SHORT EXERCISE:
Reproduce every record below exactly as written, leaving out any pictures.

* Start RECORDED DATA *

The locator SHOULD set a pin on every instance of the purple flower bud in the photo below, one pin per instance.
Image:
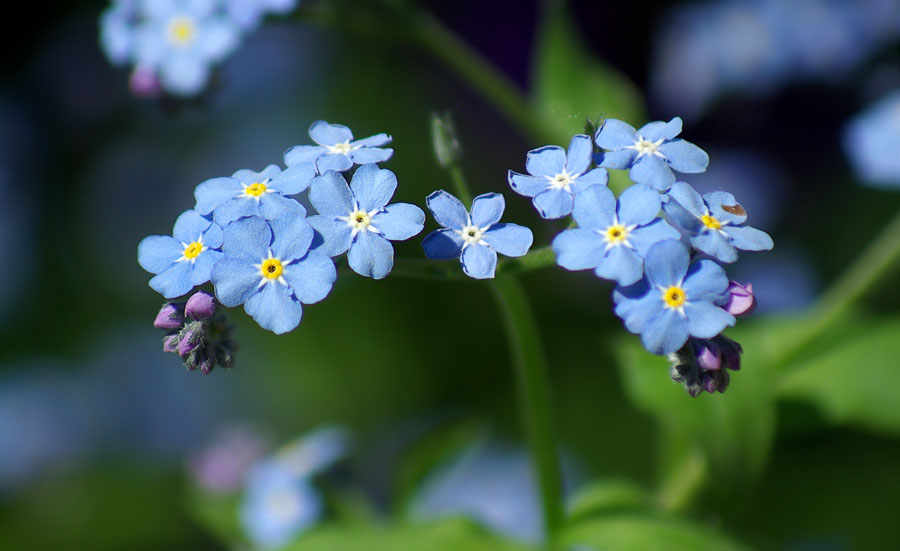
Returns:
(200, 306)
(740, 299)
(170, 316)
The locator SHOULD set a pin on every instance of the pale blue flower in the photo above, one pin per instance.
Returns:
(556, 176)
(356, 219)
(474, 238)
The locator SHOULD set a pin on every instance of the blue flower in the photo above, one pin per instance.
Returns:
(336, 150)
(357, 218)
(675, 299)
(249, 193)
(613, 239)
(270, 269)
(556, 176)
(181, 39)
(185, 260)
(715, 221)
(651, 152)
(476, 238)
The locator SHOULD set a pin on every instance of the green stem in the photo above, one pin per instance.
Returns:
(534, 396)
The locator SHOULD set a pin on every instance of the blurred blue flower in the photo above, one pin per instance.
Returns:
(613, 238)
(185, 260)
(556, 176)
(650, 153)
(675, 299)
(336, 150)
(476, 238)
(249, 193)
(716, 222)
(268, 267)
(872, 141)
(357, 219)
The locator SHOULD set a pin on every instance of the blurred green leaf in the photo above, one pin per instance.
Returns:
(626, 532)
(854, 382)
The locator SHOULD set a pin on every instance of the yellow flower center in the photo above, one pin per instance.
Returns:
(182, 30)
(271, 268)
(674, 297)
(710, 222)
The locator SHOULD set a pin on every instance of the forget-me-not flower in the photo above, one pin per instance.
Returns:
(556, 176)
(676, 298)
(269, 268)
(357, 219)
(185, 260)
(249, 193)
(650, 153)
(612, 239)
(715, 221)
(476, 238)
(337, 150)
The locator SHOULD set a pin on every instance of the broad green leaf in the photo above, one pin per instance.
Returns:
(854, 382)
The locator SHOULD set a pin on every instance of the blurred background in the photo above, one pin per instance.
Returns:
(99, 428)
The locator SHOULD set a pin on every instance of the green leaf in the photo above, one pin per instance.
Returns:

* End RECORDED DATA *

ANSWER FOR THE TASK:
The locator SHOULD set a pin on every instance of the purple flower bud in the photo below, one pin per instance.
Image:
Returns:
(200, 306)
(740, 299)
(170, 316)
The locator SHOULD set a pin on every instance of the pale blue flower in the photo above, one pin per instance.
Returns:
(556, 176)
(356, 219)
(474, 238)
The locator SHOULD set a pin on every instance of the blue flower in the photo above, one pin per instance.
Returns:
(336, 150)
(357, 218)
(675, 299)
(249, 193)
(613, 239)
(270, 269)
(556, 176)
(181, 39)
(185, 260)
(715, 221)
(651, 152)
(476, 238)
The locator SHOULD set a pin on every instance of the green stem in the photo above, one pin per instance.
Returns:
(534, 396)
The locator SHOULD set a pin on every instance of the blurred blue flower in the photo above, one pin per instance.
Returns:
(613, 238)
(185, 260)
(556, 176)
(650, 153)
(675, 299)
(336, 150)
(476, 238)
(249, 193)
(716, 222)
(268, 267)
(872, 141)
(357, 219)
The locator SHOULD set a pin on every instance of the blurred green leaf in the photo above, one pin per instance.
Returns:
(626, 532)
(854, 382)
The locator SHOULD set a pin on every instance of the yellow flower center in the photo above, one pin per instance.
Returns:
(182, 30)
(271, 268)
(674, 297)
(710, 222)
The locator SHOULD set a pin on every instance of the forget-me-not flower in the photo above, one pin per instance.
Returns:
(556, 176)
(676, 298)
(269, 268)
(357, 219)
(185, 260)
(249, 193)
(650, 153)
(612, 239)
(715, 221)
(476, 238)
(337, 150)
The locator SHOULD set a pin on every instance of the broad green leaf in the photo above, one pin per instance.
Returns:
(854, 382)
The locator SHOULD set a pin on every instance of the blurred background in the photo above, one pin per instance.
Returns:
(99, 428)
The locator SHOULD set a pin on every instance of the green leaf in the photo above, one pin per instance.
Returns:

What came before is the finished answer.